Written exercise A:
List every activity that the passage about the Keiruv Project says anyone who wants to learn about the faith is welcome to pursue there.

:::::

I meet kids all the time who are fully, unambiguously, Jewish, but who have received no Jewish education at all. Some are not even entirely clear on their own status, uncertain if having a Jewish mother makes them fully or only partially Jewish. Mostly, I've met these young people through my own children, but I've met a lot of them now, more or less all teenagers...and the question of what to do for kids way too old for Hebrew School, but nowhere near old enough simply to join the synagogue as adult members, continues to occupy me. And I have to assume that the younger versions of these kids--children who still could theoretically come to our Hebrew School--are out there too, just less visibly. So that's the one reason I want to pursue this: we have taken upon ourselves the mandate of looking after the Jewish education of our own children, but we have an ancillary mandate--a profound ancillary mandate--to care about all the Jewish children in our community...and we cannot do that effectively, or even at all, unless we meet these children and their parents, and make the latter feel welcome in our home. Non-Jewish spouses especially need to be made to feel comfortable here too...because it simply is not rational to imagine we can turn our backs on the parents of the children we are trying to engage and not simultaneously be cutting off contact with their children as well. In the end, every child has to be precious to us!
There's another aspect to this whole initiative, called the Keiruv Project, as well. (The Hebrew word, keiruv, means "bringing close" or "drawing in.") Other than divorce, the only real solution to the problem of intermarriage is the conversion of non-Jewish spouses. Obviously, Jewish people whose spouses aren't Jewish are welcome here, just as all Jewish people should always be made to feel welcome in this place without them having to earn the right to be treated nicely by hewing to some specific ritual regimen. But the real solution, the long-term one that offers the most hope for children (and also for the possibility of allowing the currently Jewish spouse to live a rich, Jewish life) is for the non-Jewish spouse personally to embrace Judaism. That won't happen in every case, of course...or even, I suppose, in most of them. But it could happen in some specific cases, maybe even in a lot of them. Our job, therefore, is to set aside judgmentalism and prior prejudice, and simply to say that any who wish to learn about Judaism, or to experience the grandeur of Jewish worship, or to hear me preach, or to come to any of the classes in the classics of Jewish spiritual literature I teach or others teach here--that anyone at all who wants to learn about our faith is welcome in this place. To expect people seriously to consider conversion, when it is we ourselves who have failed to create the context in which a reasonable person would be drawn to consider that option seems, to say the very least, like a self-defeating concept. In the end, nobody buys a car without test-driving it first. And no one embraces a faith to join a congregation that makes them feel unwelcome. It's almost that simple....

:::::

Written exercise B:
Convert the stored entries, from the first line through the line containing "[401,0,568,267]", into a Markdown table with the columns Row and Line. Number each row and leave out blank lines.

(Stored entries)
:::::

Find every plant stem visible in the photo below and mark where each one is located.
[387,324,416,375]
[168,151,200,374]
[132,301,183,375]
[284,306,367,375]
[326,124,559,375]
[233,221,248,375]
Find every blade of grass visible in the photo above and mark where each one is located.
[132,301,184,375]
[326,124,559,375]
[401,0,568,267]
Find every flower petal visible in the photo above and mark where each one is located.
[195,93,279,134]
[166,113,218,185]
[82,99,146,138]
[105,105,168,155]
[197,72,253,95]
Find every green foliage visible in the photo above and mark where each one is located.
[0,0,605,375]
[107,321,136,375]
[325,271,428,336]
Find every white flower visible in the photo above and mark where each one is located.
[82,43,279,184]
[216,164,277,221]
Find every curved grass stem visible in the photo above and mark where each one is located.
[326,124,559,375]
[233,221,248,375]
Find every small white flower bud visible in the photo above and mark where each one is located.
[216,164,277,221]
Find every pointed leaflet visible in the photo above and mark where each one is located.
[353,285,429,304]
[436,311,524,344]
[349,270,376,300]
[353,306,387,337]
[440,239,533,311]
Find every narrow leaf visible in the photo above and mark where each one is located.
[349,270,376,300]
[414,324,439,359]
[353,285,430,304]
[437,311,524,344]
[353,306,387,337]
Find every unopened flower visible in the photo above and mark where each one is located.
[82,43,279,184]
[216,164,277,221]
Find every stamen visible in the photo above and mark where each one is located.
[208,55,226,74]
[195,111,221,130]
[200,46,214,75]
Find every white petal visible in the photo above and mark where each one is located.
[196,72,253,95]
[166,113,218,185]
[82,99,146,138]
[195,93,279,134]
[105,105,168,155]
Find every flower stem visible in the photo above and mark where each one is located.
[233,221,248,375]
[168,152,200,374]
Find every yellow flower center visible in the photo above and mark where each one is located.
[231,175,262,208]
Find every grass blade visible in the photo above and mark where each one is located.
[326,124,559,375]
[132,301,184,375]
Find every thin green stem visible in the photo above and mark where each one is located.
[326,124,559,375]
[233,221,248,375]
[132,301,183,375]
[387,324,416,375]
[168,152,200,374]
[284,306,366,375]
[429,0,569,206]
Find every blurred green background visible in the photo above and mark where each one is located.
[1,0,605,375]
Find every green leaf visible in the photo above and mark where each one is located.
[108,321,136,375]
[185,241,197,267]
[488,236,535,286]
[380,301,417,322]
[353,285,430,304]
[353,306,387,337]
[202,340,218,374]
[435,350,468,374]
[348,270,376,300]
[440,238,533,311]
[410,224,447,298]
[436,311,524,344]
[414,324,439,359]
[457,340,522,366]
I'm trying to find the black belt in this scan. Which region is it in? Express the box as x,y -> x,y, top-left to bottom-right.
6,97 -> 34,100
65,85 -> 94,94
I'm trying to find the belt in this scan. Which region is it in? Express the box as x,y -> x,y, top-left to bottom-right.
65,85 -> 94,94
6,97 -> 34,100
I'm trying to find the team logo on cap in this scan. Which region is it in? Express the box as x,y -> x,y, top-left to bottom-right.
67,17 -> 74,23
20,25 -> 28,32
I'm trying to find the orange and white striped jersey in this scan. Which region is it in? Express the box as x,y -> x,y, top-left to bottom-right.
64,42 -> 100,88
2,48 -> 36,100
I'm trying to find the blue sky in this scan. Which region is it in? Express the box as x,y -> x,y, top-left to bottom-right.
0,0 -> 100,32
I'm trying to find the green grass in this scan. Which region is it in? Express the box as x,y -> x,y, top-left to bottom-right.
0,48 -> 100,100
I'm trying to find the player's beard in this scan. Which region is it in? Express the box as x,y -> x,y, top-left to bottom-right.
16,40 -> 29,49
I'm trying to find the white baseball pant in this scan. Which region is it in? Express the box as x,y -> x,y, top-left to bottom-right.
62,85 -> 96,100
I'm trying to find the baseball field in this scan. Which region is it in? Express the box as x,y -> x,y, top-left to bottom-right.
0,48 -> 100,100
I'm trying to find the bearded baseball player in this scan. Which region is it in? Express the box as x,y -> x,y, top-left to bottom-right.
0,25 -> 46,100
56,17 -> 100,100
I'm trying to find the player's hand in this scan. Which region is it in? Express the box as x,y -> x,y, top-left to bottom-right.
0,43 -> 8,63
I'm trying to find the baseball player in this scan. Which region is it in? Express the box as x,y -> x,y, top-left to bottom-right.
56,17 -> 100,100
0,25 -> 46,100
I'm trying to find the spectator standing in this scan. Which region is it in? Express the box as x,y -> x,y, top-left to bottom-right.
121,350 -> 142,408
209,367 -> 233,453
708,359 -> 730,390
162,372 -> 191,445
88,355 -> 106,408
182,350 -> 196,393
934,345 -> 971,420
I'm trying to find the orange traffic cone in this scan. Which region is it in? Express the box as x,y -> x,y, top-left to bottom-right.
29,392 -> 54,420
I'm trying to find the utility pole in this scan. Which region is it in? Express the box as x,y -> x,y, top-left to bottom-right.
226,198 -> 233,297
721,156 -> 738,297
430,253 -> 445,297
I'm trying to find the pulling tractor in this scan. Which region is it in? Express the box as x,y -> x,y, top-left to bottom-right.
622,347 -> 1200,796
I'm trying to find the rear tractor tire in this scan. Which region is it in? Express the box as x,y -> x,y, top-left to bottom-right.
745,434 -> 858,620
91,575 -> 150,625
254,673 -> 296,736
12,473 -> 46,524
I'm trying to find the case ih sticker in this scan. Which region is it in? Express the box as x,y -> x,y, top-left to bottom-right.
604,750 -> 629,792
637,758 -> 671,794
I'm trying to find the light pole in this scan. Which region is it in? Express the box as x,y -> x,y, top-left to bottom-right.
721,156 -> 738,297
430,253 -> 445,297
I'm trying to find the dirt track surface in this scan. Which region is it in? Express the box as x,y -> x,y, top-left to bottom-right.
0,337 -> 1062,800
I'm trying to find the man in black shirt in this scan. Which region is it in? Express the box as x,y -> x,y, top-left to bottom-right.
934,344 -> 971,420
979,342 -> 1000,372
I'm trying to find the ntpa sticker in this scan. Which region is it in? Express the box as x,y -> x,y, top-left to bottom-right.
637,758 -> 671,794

:::::

Complete answer A:
- Learning about Judaism
- Experiencing the grandeur of Jewish worship
- Hearing the author preach
- Coming to any of the classes in the classics of Jewish spiritual literature taught there by the author or by others

Complete answer B:
| Row | Line |
|---|---|
| 1 | Find every plant stem visible in the photo below and mark where each one is located. |
| 2 | [387,324,416,375] |
| 3 | [168,151,200,374] |
| 4 | [132,301,183,375] |
| 5 | [284,306,367,375] |
| 6 | [326,124,559,375] |
| 7 | [233,221,248,375] |
| 8 | Find every blade of grass visible in the photo above and mark where each one is located. |
| 9 | [132,301,184,375] |
| 10 | [326,124,559,375] |
| 11 | [401,0,568,267] |